* [Work to be completed] Using the data below, copy every line that contains the word "target".

[Stored items]
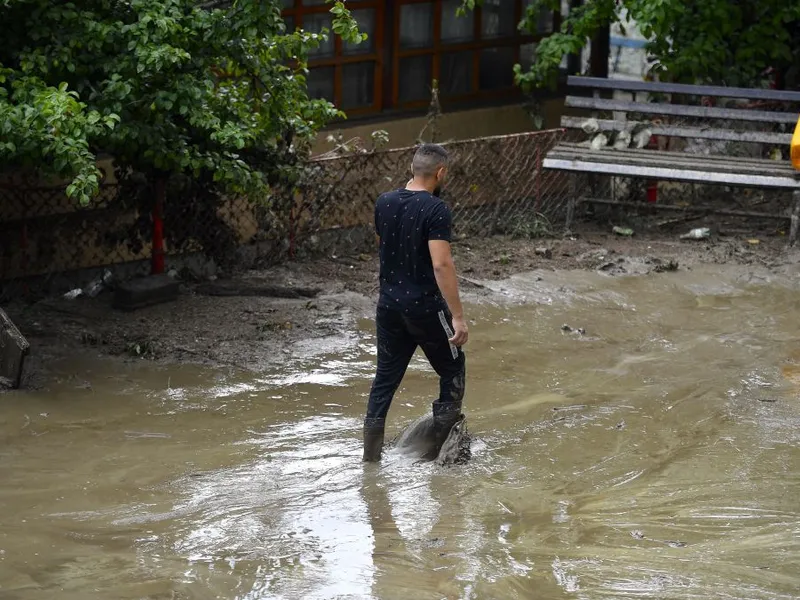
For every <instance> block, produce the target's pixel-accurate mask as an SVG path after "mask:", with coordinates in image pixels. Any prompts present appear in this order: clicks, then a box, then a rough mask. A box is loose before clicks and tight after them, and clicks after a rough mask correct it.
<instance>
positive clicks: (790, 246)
mask: <svg viewBox="0 0 800 600" xmlns="http://www.w3.org/2000/svg"><path fill="white" fill-rule="evenodd" d="M792 200H794V207H793V208H792V216H791V225H790V227H789V247H792V246H794V245H795V243H796V242H797V233H798V229H800V190H796V191H794V192H793V193H792Z"/></svg>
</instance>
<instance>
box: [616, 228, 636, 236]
mask: <svg viewBox="0 0 800 600" xmlns="http://www.w3.org/2000/svg"><path fill="white" fill-rule="evenodd" d="M611 232H612V233H614V234H615V235H619V236H622V237H631V236H632V235H633V229H631V228H630V227H616V226H615V227H612V229H611Z"/></svg>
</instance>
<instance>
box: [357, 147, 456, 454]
mask: <svg viewBox="0 0 800 600" xmlns="http://www.w3.org/2000/svg"><path fill="white" fill-rule="evenodd" d="M447 161H448V157H447V152H446V151H445V149H444V148H442V147H441V146H438V145H436V144H423V145H422V146H420V147H419V149H418V150H417V152H416V154H415V155H414V160H413V162H412V164H411V173H412V175H413V178H412V179H411V181H409V182H408V184H406V187H405V189H401V190H396V191H393V192H388V193H386V194H383V195H381V196H380V197H379V198H378V200H377V202H376V204H375V231H376V233H377V234H378V237H380V258H381V268H380V298H379V300H378V311H377V315H376V325H377V333H378V367H377V371H376V374H375V380H374V381H373V383H372V390H371V392H370V395H369V403H368V405H367V415H366V417H365V419H364V460H365V461H370V462H372V461H378V460H380V458H381V449H382V447H383V435H384V427H385V424H386V415H387V413H388V412H389V406H390V405H391V403H392V398H393V397H394V393H395V391H397V388H398V386H399V385H400V382H401V381H402V379H403V376H404V375H405V372H406V369H407V368H408V363H409V362H410V361H411V357H412V356H413V354H414V352H415V351H416V349H417V346H419V347H421V348H422V351H423V352H424V353H425V356H426V357H427V358H428V361H429V362H430V363H431V366H432V367H433V368H434V370H435V371H436V373H437V374H438V375H439V377H440V382H439V398H438V399H437V400H436V401H434V402H433V424H434V434H435V436H436V445H435V448H436V451H437V453H438V449H439V448H441V446H442V444H443V443H444V441H445V439H446V438H447V434H448V433H449V432H450V429H451V428H452V426H453V425H454V424H455V423H456V422H457V421H458V419H459V417H460V416H461V403H462V399H463V398H464V374H465V369H464V365H465V361H464V352H463V351H462V350H461V346H463V345H464V344H466V343H467V324H466V321H464V311H463V309H462V308H461V300H460V299H459V295H458V281H457V280H456V269H455V265H454V264H453V257H452V254H451V253H450V230H451V225H452V217H451V215H450V209H449V208H447V206H446V205H445V204H444V202H442V201H441V200H440V199H439V198H438V193H439V188H440V186H441V183H442V181H443V180H444V177H445V174H446V172H447ZM426 458H428V459H430V460H433V459H435V458H436V455H435V454H434V455H433V456H427V457H426Z"/></svg>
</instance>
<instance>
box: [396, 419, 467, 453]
mask: <svg viewBox="0 0 800 600" xmlns="http://www.w3.org/2000/svg"><path fill="white" fill-rule="evenodd" d="M393 443H394V445H395V447H396V448H398V449H399V450H400V451H402V452H403V453H404V454H413V455H415V456H419V457H423V456H425V455H427V454H430V453H431V451H435V444H436V436H435V435H434V429H433V415H432V414H428V415H424V416H422V417H420V418H418V419H417V420H416V421H414V422H413V423H411V425H409V426H408V427H407V428H406V429H405V431H403V433H401V434H400V436H399V437H398V438H397V439H396V440H395V441H394V442H393ZM471 445H472V436H471V435H470V434H469V431H468V430H467V419H466V417H465V416H464V415H461V417H460V418H459V420H458V421H456V423H455V425H453V427H452V428H451V429H450V433H449V434H448V435H447V439H445V441H444V443H443V444H442V447H441V448H440V449H439V453H438V455H437V457H436V458H435V459H434V461H433V462H434V463H435V464H436V465H437V466H448V465H457V464H464V463H466V462H467V461H469V459H470V458H472V450H471Z"/></svg>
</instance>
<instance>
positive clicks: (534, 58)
mask: <svg viewBox="0 0 800 600" xmlns="http://www.w3.org/2000/svg"><path fill="white" fill-rule="evenodd" d="M535 59H536V44H522V46H520V47H519V64H520V66H521V67H522V70H523V71H527V70H528V69H530V68H531V66H532V65H533V61H534V60H535Z"/></svg>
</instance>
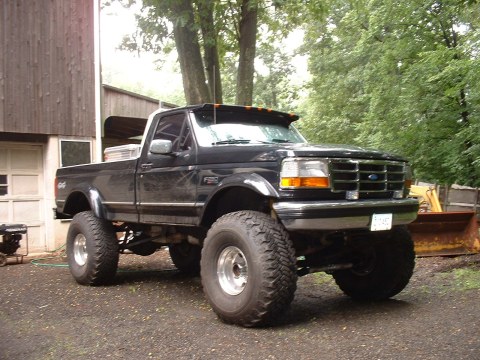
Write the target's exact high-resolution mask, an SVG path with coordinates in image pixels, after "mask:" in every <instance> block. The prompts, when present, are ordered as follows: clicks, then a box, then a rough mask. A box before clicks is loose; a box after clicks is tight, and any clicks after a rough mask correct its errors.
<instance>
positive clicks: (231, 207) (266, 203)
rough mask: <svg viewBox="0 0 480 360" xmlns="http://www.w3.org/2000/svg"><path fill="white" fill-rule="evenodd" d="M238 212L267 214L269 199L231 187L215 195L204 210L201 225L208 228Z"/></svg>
mask: <svg viewBox="0 0 480 360" xmlns="http://www.w3.org/2000/svg"><path fill="white" fill-rule="evenodd" d="M240 210H254V211H260V212H263V213H268V212H269V211H270V208H269V198H267V197H265V196H263V195H261V194H259V193H257V192H255V191H253V190H251V189H247V188H242V187H233V188H228V189H225V190H223V191H222V192H220V193H218V194H216V195H215V197H214V198H213V199H211V200H210V202H209V203H208V205H207V208H206V209H205V212H204V215H203V218H202V225H204V226H206V227H207V228H209V227H210V226H211V225H212V224H213V223H214V222H215V221H216V220H217V219H218V218H219V217H221V216H223V215H225V214H228V213H231V212H234V211H240Z"/></svg>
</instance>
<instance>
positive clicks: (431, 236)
mask: <svg viewBox="0 0 480 360" xmlns="http://www.w3.org/2000/svg"><path fill="white" fill-rule="evenodd" d="M410 197H413V198H416V199H418V201H419V203H420V210H419V213H418V217H417V219H416V220H415V221H414V222H413V223H411V224H410V225H409V230H410V233H411V235H412V239H413V242H414V244H415V253H416V254H417V256H454V255H464V254H475V253H479V252H480V234H479V229H478V221H477V216H476V213H475V212H474V211H458V212H444V211H443V209H442V206H441V205H440V201H439V199H438V195H437V192H436V190H435V188H434V187H430V186H417V185H412V187H411V189H410Z"/></svg>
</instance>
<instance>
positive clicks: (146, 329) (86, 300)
mask: <svg viewBox="0 0 480 360" xmlns="http://www.w3.org/2000/svg"><path fill="white" fill-rule="evenodd" d="M120 259H121V260H120V271H119V273H118V274H117V277H116V282H115V284H114V285H112V286H108V287H85V286H80V285H77V284H76V283H75V282H74V280H73V278H72V277H71V275H70V273H69V270H68V268H67V267H65V266H64V260H63V259H62V258H61V257H58V258H54V259H47V260H40V261H38V262H39V263H40V264H45V263H49V264H54V266H38V265H33V264H30V263H25V264H23V265H13V264H12V265H7V266H6V267H3V268H0V284H1V288H0V359H92V358H98V359H104V358H112V359H135V360H141V359H295V360H301V359H322V360H323V359H325V360H328V359H369V360H370V359H409V360H411V359H435V360H438V359H449V360H454V359H455V360H456V359H480V305H479V301H480V255H474V256H463V257H457V258H423V259H417V266H416V270H415V274H414V276H413V278H412V280H411V282H410V284H409V285H408V286H407V288H406V289H405V290H404V291H403V292H402V293H400V294H399V295H397V296H396V297H395V298H394V299H392V300H389V301H384V302H380V303H356V302H354V301H352V300H350V299H349V298H348V297H346V296H344V295H343V294H342V293H341V291H340V290H339V289H338V288H337V287H336V286H335V284H334V282H333V280H332V279H331V277H330V276H328V275H325V274H313V275H309V276H306V277H303V278H300V279H299V282H298V289H297V292H296V296H295V300H294V301H293V303H292V306H291V308H290V310H289V311H288V312H287V313H286V314H285V315H284V316H283V317H282V318H279V319H278V321H277V322H276V323H275V324H274V326H272V327H269V328H254V329H245V328H241V327H237V326H231V325H225V324H223V323H222V322H220V321H219V320H218V319H217V317H216V316H215V314H214V313H213V312H212V311H211V309H210V308H209V306H208V304H207V302H206V300H205V299H204V296H203V293H202V288H201V283H200V279H199V278H198V277H195V278H191V277H186V276H183V275H181V274H180V273H179V272H177V271H176V270H175V268H174V267H173V265H172V263H171V261H170V259H169V256H168V251H167V250H161V251H158V252H157V253H156V254H154V255H152V256H149V257H139V256H136V255H122V256H121V257H120Z"/></svg>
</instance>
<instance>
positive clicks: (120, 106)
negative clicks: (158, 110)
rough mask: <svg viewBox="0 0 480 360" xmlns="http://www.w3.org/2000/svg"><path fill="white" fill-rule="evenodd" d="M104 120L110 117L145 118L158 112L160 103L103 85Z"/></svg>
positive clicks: (127, 92)
mask: <svg viewBox="0 0 480 360" xmlns="http://www.w3.org/2000/svg"><path fill="white" fill-rule="evenodd" d="M102 88H103V115H102V117H103V119H107V118H108V117H110V116H122V117H130V118H144V119H147V118H148V116H149V115H150V114H151V113H152V112H154V111H155V110H157V109H158V108H159V106H160V102H159V100H157V99H152V98H150V97H148V96H143V95H139V94H135V93H132V92H130V91H126V90H122V89H118V88H116V87H113V86H109V85H103V86H102Z"/></svg>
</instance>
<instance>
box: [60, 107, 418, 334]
mask: <svg viewBox="0 0 480 360" xmlns="http://www.w3.org/2000/svg"><path fill="white" fill-rule="evenodd" d="M297 119H298V117H297V116H295V115H292V114H286V113H281V112H276V111H271V110H266V109H262V108H251V107H239V106H226V105H212V104H205V105H198V106H188V107H184V108H177V109H173V110H169V111H164V112H160V111H159V112H156V113H154V114H152V115H151V116H150V118H149V121H148V123H147V128H146V130H145V134H144V136H143V140H142V143H141V146H139V149H138V154H137V155H134V156H133V158H128V159H125V160H121V157H120V160H114V161H108V162H104V163H98V164H88V165H80V166H72V167H65V168H60V169H58V171H57V179H56V190H57V196H56V209H55V212H56V217H57V218H73V219H72V221H71V224H70V228H69V231H68V235H67V255H68V262H69V267H70V271H71V273H72V275H73V277H74V278H75V280H76V281H77V282H78V283H80V284H85V285H101V284H106V283H108V282H109V281H111V280H112V278H113V277H114V276H115V273H116V270H117V265H118V259H119V253H121V252H123V251H125V250H127V249H128V250H130V251H131V252H133V253H136V254H139V255H150V254H153V253H154V252H155V251H156V250H157V249H158V248H160V247H162V246H168V247H169V250H170V255H171V258H172V260H173V262H174V264H175V265H176V267H177V268H178V269H179V270H180V271H184V272H190V273H200V274H201V279H202V285H203V288H204V292H205V296H206V298H207V300H208V301H209V303H210V304H211V306H212V308H213V309H214V311H215V312H216V314H217V315H218V316H219V317H220V318H221V319H222V320H223V321H225V322H227V323H233V324H239V325H243V326H257V325H263V324H266V323H268V322H269V321H270V320H272V319H273V318H274V317H276V316H278V315H279V314H280V313H281V312H282V311H284V310H285V309H286V308H287V307H288V306H289V304H290V303H291V301H292V300H293V297H294V292H295V289H296V281H297V277H298V276H302V275H306V274H309V273H312V272H319V271H324V272H327V273H329V274H331V275H332V276H333V277H334V279H335V281H336V283H337V284H338V286H339V287H340V288H341V290H343V292H344V293H345V294H347V295H349V296H351V297H352V298H355V299H360V300H381V299H386V298H389V297H392V296H394V295H396V294H398V293H399V292H400V291H402V289H403V288H404V287H405V286H406V285H407V283H408V281H409V279H410V277H411V275H412V272H413V268H414V262H415V254H414V249H413V243H412V240H411V238H410V235H409V233H408V231H407V229H406V224H408V223H410V222H412V221H413V220H415V217H416V214H417V210H418V203H417V201H416V200H414V199H408V198H407V194H408V191H409V186H410V183H411V173H410V168H409V165H408V163H407V162H406V161H405V160H404V159H402V158H399V157H396V156H393V155H389V154H385V153H382V152H377V151H371V150H365V149H362V148H358V147H337V146H329V145H310V144H308V143H307V142H306V141H305V139H304V138H303V137H302V136H301V135H300V134H299V132H298V131H297V130H296V129H295V128H294V127H293V126H292V123H293V122H294V121H295V120H297ZM132 153H133V154H135V151H132ZM113 158H115V157H113Z"/></svg>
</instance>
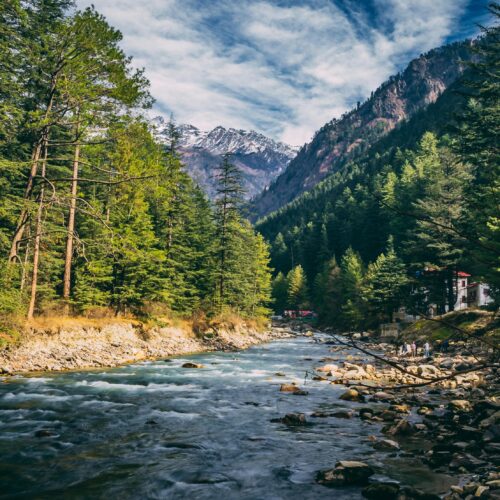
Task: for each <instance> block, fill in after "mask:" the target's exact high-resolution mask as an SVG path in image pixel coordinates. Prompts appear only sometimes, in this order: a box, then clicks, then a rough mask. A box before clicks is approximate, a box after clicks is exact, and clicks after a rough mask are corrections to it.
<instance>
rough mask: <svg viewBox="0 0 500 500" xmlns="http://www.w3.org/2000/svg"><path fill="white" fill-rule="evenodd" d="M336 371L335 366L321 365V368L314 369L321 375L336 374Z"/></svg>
mask: <svg viewBox="0 0 500 500" xmlns="http://www.w3.org/2000/svg"><path fill="white" fill-rule="evenodd" d="M338 369H339V368H338V366H337V365H333V364H328V365H323V366H320V367H318V368H316V371H317V372H322V373H330V372H336V371H337V370H338Z"/></svg>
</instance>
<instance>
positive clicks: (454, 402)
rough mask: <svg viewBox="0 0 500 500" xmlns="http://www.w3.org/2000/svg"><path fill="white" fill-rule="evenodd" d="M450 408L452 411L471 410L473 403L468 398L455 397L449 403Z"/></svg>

* [Problem solution]
For every <instance> block, produce the target's pixel-accurate mask as an SVG path after "mask:", with coordinates in image pixels. Any prompts present appear in this order: clicks, then a box, then a rough mask. A box is loose before clicks and tight after them, and clicks after a rough mask correct it.
Write the target's exact high-resolution mask, an SVG path with coordinates in image pixels, after "mask:" in every <instance> block. The prompts, when present, are ordered as follows: clicks, then a box, then a rough mask. A box before clicks is loose; a box after clicks is tight, and any clicks after a rough mask correct its errors.
Task: for each <instance> block, fill in after "mask:" the target's exact high-resolution mask as an SVG path in image pixel coordinates. Prompts appear only sometimes, in this order: a box, then clicks, then a rough mask. A box before clicks is approximate, a box after clicks is exact, and clicks after a rough mask are corrections to it.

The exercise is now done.